[Position annotation listing]
------------------------------------
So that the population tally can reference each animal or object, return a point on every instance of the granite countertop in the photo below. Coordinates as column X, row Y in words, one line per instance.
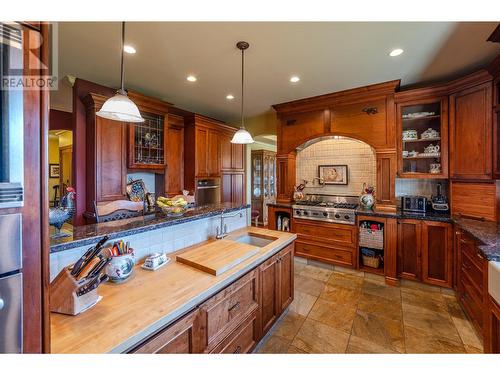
column 486, row 232
column 130, row 312
column 89, row 234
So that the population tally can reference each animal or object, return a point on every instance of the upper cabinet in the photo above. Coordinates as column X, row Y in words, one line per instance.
column 471, row 133
column 422, row 126
column 148, row 142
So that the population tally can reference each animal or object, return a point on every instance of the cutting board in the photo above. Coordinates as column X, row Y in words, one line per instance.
column 217, row 257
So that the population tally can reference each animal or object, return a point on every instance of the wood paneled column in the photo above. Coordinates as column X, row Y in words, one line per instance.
column 285, row 176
------------------------------------
* Task objective *
Please rewrite the listing above, replacing "population tally" with "object count" everywhere and changing nothing else. Leave the pictures out.

* Exercise response *
So that the object count can reference each animal or object, return a point on every instance of the granite countertop in the photo below. Coordinates as column X, row Y in words, one line per instance.
column 486, row 232
column 130, row 312
column 89, row 234
So that the object count can reference each animal or object, return a point on every instance of the upper cabinet in the photo above. Coordinates as column X, row Y in words, one line per instance.
column 471, row 133
column 422, row 126
column 148, row 142
So that the object count can reference each animal or object, return a point on every instance of the cutting board in the photo above. Coordinates as column X, row Y in words, one line per instance.
column 217, row 257
So that the object count can reference each animal or object, return a point on every instance of the wood paneled column in the photo above. Coordinates as column X, row Y in words, one line per instance.
column 285, row 176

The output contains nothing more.